Entries shown >>
────────────────────

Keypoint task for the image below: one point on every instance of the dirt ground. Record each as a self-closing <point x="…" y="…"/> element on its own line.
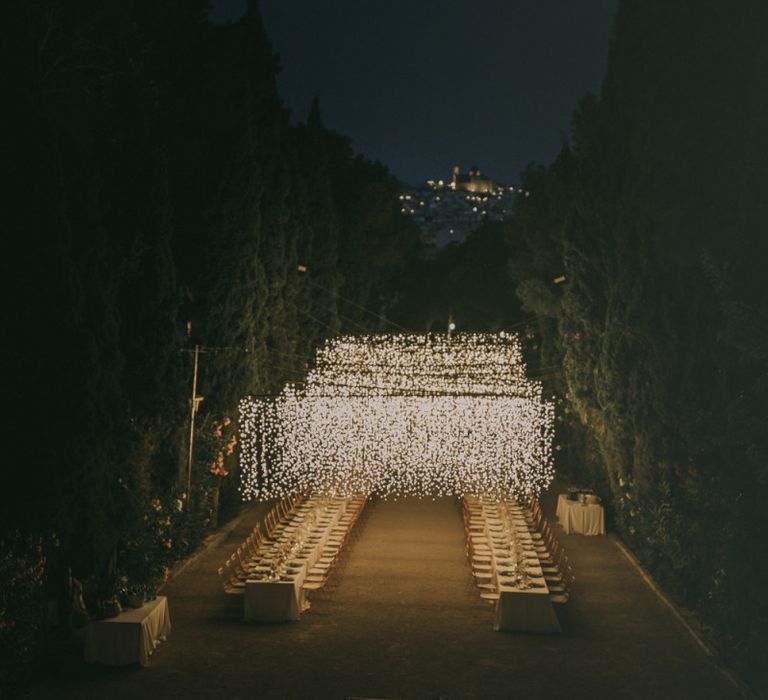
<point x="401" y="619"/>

────────────────────

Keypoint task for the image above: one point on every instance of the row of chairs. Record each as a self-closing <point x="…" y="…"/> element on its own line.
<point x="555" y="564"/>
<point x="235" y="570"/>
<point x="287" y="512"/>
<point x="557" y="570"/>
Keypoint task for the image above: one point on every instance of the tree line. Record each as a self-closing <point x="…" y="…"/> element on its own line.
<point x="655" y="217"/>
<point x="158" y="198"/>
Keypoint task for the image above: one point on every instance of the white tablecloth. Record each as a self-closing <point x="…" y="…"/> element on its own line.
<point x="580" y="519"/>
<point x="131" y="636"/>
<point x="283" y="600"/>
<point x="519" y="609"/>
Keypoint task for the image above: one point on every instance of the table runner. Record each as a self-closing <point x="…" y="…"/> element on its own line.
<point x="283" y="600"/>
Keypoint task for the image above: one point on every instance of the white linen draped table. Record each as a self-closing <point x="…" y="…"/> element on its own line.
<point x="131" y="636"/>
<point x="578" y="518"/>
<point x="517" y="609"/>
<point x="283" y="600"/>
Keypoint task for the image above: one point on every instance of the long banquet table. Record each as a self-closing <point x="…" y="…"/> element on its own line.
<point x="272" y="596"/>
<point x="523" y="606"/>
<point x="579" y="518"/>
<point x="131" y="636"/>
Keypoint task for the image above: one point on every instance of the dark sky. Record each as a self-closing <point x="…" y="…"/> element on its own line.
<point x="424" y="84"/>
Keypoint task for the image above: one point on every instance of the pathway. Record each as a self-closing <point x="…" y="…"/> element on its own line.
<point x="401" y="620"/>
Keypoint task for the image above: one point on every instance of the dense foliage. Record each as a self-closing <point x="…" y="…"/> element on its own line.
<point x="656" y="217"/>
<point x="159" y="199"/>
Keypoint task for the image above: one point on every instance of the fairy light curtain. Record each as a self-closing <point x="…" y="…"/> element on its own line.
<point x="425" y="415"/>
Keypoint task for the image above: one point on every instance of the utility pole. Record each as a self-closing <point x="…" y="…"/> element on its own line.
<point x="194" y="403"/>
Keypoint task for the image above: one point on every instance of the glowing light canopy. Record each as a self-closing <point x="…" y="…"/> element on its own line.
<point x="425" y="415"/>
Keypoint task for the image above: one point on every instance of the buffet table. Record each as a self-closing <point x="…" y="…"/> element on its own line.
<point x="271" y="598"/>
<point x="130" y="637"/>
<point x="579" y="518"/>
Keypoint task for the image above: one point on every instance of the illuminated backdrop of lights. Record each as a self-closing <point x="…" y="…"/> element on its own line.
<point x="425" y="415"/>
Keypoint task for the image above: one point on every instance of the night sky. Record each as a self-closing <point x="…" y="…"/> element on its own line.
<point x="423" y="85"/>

────────────────────

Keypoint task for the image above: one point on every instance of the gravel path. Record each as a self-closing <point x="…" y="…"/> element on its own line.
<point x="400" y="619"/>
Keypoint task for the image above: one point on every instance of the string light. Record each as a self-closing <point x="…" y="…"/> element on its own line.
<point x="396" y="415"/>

────────────────────

Task directions >> Find every line in the data above that contains the word "white", and copy each of those lines out in full.

Result >>
Keypoint task for the image above: one point on every instance of the white tablecloth. Record each as a self-closing <point x="…" y="…"/> element on its own line.
Keypoint task for the image above: one point on every instance of the white linen draped table. Record each as a self-closing <point x="…" y="…"/> element on its own line.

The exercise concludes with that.